Given text
In order to leverage the vast collections of raw, noisy genomic data, they must be integrated, summarized, and presented in a biologically informative manner. We provide a means of mining tens of thousands of whole-genome experiments by way of functional interaction networks. Each interaction network represents a body of data, probabilistically weighted and integrated, focused on a particular biological question. These questions can include, for example, the function of a gene, the relationship between two pathways, or the processes disrupted in a genetic disorder. (Huttenhower, et. al 2008)
Briefly, functional integration relies on the construction of process-specific functional relationship networks. These are interaction networks in which each node represents a gene, each edge a functional relationship, and an edge between two genes is probabilistically weighted based on experimental evidence relating to those genes. We integrate evidence from many data sets, with each data set weighted in a process-specific manner.

Records shown
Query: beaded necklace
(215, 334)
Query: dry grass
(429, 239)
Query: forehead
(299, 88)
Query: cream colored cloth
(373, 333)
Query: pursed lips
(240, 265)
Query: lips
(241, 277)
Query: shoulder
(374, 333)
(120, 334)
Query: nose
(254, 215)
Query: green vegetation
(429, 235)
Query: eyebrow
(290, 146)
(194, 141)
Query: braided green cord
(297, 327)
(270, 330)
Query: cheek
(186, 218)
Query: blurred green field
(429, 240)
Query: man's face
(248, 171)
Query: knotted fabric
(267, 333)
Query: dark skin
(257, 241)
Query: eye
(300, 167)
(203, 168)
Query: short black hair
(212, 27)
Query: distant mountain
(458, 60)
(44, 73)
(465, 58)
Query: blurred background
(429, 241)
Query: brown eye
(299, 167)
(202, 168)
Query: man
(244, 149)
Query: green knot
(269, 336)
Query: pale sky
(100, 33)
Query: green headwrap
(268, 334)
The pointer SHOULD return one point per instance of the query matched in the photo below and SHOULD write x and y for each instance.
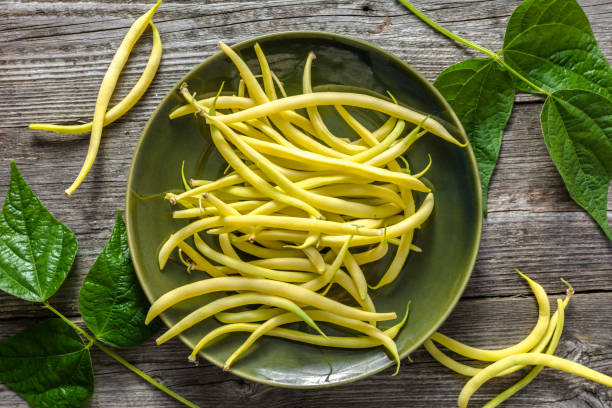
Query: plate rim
(454, 120)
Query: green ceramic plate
(432, 280)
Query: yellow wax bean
(223, 102)
(363, 133)
(538, 359)
(372, 255)
(197, 212)
(361, 170)
(330, 271)
(470, 371)
(107, 88)
(342, 98)
(550, 350)
(200, 263)
(408, 224)
(315, 258)
(259, 96)
(230, 302)
(249, 269)
(527, 344)
(261, 252)
(329, 341)
(321, 130)
(247, 174)
(357, 325)
(127, 102)
(265, 286)
(356, 274)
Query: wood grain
(53, 56)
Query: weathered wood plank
(52, 58)
(586, 339)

To do
(A) In the passage on functional interaction networks, what does each node in a functional relationship network represent?
(B) Please carry on the passage on functional interaction networks from the point where it stops.
The listing comes from a different source than the passage on functional interaction networks.

Answers to the exercise
(A) Each node represents a gene.

(B)
One naïve Bayesian classifier is trained per biological area of interest (e.g. a tissue, or a specific biological process), using the appropriate gold standard for the biological context in addition to one global process-unaware classifier trained using the complete gold standard. Each classifier f consisted of a class node predicting the binary presence or absence of a functional relationship (FR) between two genes and n nodes conditioned on FR, each representing the value of a data set Dk.
Parameter regularization is performed as described in Steck and Jaakkola (2002) using mutual information between data sets to estimate a strength of prior belief for each data set. While a large amount of shared information does not guarantee a redundant data set, since the same subset of information could be shared many times, it provides a valuable quantitative estimate of data set uniqueness.
Genomics data types¶
We collected and integrated 987 genome-scale data sets encompassing approximately 38,000 conditions from an estimated 14,000 publications including both expression and interaction measurements.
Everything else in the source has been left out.